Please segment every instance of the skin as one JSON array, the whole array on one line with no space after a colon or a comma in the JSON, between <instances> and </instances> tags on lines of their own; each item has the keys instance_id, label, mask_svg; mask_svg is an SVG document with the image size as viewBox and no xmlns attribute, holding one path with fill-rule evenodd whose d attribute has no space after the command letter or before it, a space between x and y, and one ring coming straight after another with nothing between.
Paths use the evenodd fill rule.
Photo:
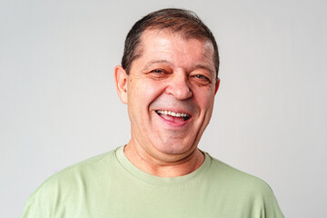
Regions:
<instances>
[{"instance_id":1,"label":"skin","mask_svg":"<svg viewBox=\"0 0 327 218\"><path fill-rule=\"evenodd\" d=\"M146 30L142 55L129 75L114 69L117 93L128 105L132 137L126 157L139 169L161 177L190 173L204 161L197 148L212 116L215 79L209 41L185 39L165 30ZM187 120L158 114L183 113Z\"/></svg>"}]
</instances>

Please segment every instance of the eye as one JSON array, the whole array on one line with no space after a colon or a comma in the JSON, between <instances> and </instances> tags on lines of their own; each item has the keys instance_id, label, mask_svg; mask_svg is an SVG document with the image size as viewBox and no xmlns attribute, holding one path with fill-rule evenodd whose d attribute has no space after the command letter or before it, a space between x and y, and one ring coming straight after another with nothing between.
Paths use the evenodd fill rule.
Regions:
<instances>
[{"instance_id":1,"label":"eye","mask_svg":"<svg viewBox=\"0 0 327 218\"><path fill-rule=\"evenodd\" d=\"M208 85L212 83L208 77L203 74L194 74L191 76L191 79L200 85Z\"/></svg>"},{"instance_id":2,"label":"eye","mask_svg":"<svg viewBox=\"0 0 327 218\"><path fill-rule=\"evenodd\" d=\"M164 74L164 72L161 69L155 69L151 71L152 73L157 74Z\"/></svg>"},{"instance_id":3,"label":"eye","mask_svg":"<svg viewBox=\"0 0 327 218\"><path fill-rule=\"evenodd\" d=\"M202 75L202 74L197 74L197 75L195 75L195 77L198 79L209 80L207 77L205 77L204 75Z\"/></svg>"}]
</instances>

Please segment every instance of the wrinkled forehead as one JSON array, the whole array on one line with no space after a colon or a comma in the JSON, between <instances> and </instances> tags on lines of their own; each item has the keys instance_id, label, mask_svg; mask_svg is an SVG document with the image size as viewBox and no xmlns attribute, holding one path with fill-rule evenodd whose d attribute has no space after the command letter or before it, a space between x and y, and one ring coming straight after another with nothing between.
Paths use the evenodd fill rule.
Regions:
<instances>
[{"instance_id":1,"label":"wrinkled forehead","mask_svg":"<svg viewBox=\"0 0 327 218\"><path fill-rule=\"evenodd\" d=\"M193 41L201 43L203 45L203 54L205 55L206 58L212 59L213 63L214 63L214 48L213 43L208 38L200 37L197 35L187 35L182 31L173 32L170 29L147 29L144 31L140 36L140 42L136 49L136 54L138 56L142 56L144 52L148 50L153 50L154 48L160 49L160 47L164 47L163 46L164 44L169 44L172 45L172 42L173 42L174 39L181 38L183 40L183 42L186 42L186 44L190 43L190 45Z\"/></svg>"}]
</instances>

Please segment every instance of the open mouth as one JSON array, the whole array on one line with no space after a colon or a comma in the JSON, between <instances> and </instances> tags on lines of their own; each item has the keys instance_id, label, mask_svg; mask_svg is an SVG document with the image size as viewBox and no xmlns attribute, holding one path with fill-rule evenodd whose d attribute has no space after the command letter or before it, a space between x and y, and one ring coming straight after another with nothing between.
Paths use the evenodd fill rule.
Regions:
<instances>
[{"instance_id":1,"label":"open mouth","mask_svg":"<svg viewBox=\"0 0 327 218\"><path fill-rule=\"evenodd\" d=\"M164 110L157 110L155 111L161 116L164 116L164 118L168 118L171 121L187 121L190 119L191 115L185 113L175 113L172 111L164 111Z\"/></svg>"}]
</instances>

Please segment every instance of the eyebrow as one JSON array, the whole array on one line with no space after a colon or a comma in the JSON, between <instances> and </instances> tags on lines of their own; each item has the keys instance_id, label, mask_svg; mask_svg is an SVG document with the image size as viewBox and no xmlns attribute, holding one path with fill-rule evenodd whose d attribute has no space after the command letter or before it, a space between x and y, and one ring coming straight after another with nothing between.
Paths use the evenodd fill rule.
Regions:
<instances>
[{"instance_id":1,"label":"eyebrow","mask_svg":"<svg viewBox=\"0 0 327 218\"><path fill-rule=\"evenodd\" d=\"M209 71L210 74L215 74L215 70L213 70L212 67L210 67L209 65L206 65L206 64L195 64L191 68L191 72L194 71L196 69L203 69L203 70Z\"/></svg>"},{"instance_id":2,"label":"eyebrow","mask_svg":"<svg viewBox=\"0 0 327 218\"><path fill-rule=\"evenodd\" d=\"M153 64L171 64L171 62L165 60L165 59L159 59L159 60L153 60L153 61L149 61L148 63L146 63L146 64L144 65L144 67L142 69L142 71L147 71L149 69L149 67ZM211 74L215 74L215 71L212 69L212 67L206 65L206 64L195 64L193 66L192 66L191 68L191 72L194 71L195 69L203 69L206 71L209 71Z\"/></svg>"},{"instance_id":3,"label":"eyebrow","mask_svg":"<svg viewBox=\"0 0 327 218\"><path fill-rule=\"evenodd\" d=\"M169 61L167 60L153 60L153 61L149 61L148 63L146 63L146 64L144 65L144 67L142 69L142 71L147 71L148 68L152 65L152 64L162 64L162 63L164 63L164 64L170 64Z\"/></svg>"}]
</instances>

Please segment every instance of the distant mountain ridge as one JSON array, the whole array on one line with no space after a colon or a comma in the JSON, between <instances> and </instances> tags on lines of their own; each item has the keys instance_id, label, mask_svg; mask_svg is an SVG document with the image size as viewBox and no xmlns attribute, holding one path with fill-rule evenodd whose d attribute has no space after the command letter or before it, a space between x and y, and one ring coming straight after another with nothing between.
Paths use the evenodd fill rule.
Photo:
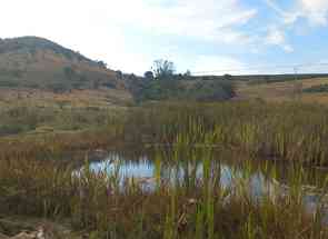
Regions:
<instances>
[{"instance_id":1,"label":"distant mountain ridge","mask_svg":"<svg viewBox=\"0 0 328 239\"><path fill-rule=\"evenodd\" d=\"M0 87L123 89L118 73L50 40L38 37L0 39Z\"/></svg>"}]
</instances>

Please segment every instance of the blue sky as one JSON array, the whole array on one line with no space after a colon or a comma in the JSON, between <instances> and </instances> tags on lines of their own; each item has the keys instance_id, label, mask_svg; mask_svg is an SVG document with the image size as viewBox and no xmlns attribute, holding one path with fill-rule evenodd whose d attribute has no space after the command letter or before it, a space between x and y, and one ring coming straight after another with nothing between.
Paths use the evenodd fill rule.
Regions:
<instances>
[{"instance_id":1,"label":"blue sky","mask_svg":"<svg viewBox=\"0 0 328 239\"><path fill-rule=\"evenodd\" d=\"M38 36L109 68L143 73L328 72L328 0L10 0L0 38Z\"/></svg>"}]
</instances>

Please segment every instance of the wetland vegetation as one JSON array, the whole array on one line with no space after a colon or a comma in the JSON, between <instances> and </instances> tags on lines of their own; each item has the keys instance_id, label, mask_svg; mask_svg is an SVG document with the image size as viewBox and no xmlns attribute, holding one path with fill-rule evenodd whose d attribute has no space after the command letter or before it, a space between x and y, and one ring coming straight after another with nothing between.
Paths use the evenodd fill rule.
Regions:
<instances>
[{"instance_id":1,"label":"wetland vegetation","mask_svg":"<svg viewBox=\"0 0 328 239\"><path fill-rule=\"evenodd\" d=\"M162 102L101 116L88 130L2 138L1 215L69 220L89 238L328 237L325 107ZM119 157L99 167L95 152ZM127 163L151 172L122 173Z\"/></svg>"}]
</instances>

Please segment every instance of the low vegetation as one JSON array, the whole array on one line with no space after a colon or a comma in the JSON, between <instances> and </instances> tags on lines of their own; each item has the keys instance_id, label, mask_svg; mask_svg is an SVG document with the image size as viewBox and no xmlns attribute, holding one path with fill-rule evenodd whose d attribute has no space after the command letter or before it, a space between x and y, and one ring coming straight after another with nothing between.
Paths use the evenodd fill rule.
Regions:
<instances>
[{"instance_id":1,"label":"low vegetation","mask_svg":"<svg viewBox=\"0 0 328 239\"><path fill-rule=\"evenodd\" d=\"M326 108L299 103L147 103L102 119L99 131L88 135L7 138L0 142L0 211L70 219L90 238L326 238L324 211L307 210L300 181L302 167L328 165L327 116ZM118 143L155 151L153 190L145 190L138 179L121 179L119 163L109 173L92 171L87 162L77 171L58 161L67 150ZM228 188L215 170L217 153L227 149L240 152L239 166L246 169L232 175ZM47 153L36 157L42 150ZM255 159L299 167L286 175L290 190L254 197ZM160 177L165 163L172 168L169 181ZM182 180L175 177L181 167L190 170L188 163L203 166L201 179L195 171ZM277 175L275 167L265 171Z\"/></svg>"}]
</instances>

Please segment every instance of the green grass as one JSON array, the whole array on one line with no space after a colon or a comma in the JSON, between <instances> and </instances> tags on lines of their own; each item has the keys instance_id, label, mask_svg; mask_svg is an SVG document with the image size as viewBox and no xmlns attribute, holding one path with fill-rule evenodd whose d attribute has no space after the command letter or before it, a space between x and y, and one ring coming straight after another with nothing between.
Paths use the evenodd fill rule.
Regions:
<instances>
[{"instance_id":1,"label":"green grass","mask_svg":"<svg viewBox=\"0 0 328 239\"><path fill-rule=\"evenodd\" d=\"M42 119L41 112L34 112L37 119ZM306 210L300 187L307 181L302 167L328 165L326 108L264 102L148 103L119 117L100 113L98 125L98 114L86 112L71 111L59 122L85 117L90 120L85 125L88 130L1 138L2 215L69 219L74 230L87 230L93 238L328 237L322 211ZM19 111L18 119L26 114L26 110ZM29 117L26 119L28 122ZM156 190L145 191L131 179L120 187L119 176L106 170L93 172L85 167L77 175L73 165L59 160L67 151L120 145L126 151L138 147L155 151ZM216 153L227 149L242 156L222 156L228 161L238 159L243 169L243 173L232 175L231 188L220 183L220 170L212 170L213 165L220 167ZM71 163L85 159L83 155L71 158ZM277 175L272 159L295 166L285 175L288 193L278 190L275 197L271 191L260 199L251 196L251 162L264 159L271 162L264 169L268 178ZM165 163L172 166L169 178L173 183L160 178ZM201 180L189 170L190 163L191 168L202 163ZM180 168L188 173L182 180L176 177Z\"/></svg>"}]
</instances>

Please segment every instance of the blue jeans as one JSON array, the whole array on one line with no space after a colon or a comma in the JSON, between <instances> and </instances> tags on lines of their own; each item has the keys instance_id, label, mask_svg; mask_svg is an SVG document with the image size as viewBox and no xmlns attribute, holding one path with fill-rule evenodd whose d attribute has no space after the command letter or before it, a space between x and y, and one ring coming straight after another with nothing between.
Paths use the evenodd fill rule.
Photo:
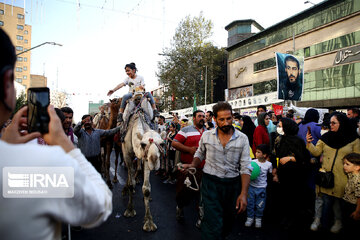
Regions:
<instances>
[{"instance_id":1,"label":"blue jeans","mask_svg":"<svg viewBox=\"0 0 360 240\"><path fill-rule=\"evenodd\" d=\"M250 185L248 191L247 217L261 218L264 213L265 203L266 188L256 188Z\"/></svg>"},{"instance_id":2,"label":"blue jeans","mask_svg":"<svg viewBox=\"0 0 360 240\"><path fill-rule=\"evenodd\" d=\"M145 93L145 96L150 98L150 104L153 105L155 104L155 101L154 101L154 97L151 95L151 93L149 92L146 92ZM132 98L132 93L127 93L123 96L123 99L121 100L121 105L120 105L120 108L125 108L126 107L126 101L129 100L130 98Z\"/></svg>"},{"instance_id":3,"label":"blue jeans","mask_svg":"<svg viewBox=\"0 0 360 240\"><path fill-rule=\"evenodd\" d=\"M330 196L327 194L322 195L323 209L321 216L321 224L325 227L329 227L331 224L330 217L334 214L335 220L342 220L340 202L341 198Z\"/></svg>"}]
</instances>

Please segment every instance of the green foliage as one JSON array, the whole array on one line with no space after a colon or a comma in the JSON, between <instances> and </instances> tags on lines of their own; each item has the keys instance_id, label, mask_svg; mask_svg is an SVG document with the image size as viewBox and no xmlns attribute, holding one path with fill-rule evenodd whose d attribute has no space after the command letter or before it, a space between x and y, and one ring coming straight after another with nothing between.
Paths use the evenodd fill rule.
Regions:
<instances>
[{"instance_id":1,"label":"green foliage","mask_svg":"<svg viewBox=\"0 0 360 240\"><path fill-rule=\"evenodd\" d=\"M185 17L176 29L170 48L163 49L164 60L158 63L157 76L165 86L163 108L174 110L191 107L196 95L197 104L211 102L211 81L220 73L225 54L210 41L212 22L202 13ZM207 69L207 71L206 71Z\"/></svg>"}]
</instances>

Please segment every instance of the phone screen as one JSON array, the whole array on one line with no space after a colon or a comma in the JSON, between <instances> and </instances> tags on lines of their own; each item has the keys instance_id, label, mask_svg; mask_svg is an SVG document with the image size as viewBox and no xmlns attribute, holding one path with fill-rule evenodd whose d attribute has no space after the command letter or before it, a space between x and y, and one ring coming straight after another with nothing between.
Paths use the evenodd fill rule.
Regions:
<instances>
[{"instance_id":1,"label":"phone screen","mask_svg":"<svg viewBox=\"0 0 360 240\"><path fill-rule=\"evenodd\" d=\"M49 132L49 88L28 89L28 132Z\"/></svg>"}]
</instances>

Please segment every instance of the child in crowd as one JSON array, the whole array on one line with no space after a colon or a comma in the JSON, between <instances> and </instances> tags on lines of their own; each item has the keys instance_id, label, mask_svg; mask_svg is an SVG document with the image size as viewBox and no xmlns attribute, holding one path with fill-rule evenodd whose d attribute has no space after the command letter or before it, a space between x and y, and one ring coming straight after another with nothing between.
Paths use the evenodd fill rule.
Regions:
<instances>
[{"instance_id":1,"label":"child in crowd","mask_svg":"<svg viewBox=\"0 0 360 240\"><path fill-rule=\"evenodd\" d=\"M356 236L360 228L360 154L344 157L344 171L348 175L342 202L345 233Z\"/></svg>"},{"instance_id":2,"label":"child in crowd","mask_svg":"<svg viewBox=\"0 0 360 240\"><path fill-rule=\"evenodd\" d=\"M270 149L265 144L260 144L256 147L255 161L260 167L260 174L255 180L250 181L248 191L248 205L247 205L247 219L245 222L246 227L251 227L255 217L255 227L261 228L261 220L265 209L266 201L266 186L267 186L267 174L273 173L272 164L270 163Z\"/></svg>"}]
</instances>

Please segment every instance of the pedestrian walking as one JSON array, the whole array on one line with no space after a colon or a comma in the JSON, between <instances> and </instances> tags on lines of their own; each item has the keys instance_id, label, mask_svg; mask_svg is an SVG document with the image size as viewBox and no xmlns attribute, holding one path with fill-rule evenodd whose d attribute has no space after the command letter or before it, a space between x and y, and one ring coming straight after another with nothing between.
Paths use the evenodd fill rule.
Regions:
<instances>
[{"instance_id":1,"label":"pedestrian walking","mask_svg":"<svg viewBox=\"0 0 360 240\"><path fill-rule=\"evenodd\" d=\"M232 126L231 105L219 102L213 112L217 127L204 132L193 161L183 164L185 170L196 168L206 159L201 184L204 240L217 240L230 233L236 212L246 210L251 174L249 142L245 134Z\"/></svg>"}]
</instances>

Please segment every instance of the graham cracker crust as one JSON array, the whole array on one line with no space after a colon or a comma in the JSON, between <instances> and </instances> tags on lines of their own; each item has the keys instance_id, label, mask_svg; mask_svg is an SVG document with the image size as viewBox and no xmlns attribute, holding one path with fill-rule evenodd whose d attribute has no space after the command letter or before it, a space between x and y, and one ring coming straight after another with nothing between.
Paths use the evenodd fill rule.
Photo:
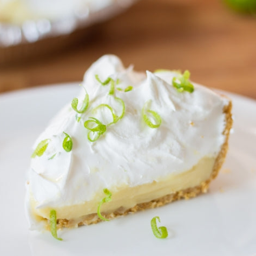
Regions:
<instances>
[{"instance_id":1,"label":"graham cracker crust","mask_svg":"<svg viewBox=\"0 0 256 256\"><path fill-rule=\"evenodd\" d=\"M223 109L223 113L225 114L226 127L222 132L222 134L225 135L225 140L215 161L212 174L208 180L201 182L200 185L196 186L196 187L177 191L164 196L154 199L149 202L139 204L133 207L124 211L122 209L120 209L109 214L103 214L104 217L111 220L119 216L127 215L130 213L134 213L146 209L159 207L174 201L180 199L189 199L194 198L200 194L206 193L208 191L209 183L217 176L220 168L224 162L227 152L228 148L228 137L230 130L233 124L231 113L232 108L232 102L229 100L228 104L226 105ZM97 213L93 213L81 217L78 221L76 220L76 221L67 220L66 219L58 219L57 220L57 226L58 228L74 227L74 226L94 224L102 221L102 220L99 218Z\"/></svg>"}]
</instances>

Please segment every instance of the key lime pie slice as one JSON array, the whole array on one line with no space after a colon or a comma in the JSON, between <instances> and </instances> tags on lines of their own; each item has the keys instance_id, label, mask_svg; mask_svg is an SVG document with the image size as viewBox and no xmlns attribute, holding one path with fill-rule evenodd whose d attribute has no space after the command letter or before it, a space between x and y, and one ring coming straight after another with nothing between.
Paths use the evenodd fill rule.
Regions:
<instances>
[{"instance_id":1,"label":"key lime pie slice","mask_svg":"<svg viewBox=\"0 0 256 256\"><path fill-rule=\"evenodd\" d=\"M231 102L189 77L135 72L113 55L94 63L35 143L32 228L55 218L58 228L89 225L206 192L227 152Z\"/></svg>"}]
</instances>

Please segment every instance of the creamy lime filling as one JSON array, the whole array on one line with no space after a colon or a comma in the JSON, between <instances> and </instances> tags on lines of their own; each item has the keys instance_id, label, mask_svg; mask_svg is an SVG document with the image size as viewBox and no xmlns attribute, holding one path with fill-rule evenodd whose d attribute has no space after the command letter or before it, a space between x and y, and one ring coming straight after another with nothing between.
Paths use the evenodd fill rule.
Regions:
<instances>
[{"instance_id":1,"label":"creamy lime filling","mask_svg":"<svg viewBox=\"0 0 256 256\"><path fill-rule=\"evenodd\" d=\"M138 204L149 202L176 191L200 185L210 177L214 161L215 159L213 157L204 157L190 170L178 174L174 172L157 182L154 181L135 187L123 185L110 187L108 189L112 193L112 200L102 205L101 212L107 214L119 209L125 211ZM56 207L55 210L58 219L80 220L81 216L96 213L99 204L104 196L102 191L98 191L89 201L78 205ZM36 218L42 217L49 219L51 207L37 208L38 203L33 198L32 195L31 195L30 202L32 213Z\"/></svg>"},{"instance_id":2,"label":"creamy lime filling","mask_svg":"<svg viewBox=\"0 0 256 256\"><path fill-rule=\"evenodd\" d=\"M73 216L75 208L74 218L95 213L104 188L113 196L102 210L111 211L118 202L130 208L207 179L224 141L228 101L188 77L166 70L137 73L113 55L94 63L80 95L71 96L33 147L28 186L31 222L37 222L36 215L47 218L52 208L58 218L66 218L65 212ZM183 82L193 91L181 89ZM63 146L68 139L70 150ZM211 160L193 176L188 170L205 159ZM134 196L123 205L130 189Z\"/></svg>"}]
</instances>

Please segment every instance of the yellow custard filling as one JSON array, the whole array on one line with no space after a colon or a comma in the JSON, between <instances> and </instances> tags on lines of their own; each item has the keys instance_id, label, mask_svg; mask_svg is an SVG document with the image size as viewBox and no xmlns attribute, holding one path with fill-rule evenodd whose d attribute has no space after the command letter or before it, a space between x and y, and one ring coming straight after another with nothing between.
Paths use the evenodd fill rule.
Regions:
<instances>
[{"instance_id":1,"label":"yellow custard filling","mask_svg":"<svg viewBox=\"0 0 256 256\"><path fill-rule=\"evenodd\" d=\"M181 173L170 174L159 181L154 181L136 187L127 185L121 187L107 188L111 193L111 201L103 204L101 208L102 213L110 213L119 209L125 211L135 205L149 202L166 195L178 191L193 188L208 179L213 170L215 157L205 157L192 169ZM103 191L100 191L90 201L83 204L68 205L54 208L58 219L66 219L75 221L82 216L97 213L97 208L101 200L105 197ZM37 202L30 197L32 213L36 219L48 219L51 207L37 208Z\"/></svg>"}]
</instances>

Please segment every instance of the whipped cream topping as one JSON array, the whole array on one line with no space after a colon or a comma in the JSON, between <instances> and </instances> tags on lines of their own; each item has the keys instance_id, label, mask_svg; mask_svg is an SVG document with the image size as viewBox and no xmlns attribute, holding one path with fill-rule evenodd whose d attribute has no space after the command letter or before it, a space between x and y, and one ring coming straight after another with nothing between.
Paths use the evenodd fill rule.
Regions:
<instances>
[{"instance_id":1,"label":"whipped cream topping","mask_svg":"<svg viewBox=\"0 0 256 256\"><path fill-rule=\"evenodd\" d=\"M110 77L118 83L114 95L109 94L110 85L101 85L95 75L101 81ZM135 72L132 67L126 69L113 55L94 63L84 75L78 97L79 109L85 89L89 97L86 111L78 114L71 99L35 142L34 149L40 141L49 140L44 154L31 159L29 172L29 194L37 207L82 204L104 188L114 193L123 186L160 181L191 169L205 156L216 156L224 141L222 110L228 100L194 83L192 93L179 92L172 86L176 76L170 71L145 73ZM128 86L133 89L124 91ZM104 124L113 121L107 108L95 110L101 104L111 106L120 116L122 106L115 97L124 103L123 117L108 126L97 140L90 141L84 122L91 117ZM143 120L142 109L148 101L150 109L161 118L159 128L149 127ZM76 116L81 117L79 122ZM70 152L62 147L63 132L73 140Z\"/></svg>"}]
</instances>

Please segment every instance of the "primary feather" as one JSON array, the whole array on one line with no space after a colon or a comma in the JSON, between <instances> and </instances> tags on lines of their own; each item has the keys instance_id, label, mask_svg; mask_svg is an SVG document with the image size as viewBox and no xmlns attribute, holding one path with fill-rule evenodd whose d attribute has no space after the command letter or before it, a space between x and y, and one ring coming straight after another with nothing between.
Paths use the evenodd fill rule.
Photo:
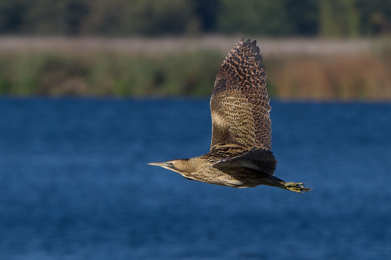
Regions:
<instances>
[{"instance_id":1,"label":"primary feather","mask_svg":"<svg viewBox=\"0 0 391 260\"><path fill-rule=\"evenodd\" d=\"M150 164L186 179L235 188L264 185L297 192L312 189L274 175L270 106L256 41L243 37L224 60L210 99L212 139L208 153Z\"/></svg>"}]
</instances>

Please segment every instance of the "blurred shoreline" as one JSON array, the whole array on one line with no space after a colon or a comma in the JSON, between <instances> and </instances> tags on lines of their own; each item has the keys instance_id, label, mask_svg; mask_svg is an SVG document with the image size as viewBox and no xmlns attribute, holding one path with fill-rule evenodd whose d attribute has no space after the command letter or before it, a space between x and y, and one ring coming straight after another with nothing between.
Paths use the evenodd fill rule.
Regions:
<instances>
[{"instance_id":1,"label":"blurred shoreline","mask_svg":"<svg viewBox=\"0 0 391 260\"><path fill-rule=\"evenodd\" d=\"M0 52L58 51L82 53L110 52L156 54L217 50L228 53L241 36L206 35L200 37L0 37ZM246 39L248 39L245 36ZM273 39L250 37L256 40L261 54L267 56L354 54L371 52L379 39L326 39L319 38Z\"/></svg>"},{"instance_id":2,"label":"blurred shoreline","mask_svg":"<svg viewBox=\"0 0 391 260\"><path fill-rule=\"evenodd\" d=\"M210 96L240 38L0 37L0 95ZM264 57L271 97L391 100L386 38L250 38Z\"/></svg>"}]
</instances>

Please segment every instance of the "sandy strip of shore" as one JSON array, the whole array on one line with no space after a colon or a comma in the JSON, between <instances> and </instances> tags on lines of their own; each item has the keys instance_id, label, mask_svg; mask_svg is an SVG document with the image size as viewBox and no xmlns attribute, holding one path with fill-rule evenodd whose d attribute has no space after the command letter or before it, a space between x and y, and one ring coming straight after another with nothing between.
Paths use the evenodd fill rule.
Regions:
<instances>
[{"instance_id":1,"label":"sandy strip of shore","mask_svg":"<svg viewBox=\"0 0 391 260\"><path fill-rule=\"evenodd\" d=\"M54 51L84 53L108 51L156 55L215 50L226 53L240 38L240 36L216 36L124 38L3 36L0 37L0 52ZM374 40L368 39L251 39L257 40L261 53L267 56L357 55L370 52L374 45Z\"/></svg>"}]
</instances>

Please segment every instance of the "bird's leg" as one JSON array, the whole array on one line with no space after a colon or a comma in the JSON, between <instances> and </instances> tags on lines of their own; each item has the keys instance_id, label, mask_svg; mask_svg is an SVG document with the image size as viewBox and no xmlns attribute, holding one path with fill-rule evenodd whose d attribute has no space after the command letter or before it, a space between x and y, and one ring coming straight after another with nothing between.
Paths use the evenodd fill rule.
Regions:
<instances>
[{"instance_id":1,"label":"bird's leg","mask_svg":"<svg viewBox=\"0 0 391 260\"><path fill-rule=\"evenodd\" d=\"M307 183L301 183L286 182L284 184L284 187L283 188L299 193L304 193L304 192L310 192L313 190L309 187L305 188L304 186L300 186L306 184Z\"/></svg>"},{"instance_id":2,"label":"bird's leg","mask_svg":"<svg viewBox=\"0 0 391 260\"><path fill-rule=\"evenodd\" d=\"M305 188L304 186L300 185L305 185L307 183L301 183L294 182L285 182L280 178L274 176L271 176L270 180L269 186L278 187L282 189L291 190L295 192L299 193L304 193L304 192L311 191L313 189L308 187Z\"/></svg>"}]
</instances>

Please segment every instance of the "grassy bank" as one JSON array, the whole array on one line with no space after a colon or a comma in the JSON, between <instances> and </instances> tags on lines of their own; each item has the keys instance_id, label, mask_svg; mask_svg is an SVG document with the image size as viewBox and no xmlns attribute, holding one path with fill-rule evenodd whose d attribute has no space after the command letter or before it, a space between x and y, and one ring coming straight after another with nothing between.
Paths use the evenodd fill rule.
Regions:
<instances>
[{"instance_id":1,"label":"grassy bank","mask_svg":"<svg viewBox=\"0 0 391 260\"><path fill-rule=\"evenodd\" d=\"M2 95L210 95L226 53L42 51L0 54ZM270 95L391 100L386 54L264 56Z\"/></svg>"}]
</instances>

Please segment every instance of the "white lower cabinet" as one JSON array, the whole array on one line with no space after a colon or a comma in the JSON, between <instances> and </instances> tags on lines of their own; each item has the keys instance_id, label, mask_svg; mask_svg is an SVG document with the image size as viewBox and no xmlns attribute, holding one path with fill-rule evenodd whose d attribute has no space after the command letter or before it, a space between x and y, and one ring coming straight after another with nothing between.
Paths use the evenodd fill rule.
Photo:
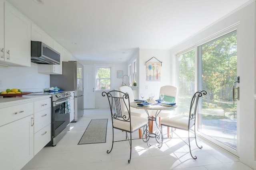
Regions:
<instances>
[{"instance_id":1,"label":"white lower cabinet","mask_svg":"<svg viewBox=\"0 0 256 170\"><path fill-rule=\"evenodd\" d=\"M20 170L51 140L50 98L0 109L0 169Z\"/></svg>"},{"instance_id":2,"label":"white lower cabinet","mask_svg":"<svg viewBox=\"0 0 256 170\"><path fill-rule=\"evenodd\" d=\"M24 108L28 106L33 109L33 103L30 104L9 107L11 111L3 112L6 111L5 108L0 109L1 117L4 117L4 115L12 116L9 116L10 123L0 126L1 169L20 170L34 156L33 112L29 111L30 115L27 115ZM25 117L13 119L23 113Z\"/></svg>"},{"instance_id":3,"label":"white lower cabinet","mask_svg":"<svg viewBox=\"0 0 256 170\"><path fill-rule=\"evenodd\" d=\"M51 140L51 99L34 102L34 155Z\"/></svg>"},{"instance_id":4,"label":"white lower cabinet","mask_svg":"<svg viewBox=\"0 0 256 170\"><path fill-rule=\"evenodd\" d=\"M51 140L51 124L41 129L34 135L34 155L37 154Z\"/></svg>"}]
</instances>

^^^^^^^^

• _Prompt_:
Locate each line in the items above that contains the word "primary" and copy those lines. Case matters.

• _Written answer_:
Please segment every instance of the "primary feather" as one JSON array, the whole array on one line with no space after a colon or a comma in the JSON, between <instances> and </instances> tags on lines of their own; each item has the keys instance_id, label, mask_svg; mask_svg is an SVG document with the image size as viewBox and no xmlns attribute, holding one path with fill-rule evenodd whose d attribute has no space after the command letter or before it, a space between x and y, and one ring coming straight after another with nothing between.
[{"instance_id":1,"label":"primary feather","mask_svg":"<svg viewBox=\"0 0 391 260\"><path fill-rule=\"evenodd\" d=\"M150 164L186 179L235 188L264 185L297 192L312 189L274 175L270 106L256 41L243 37L224 60L210 99L212 139L208 153Z\"/></svg>"}]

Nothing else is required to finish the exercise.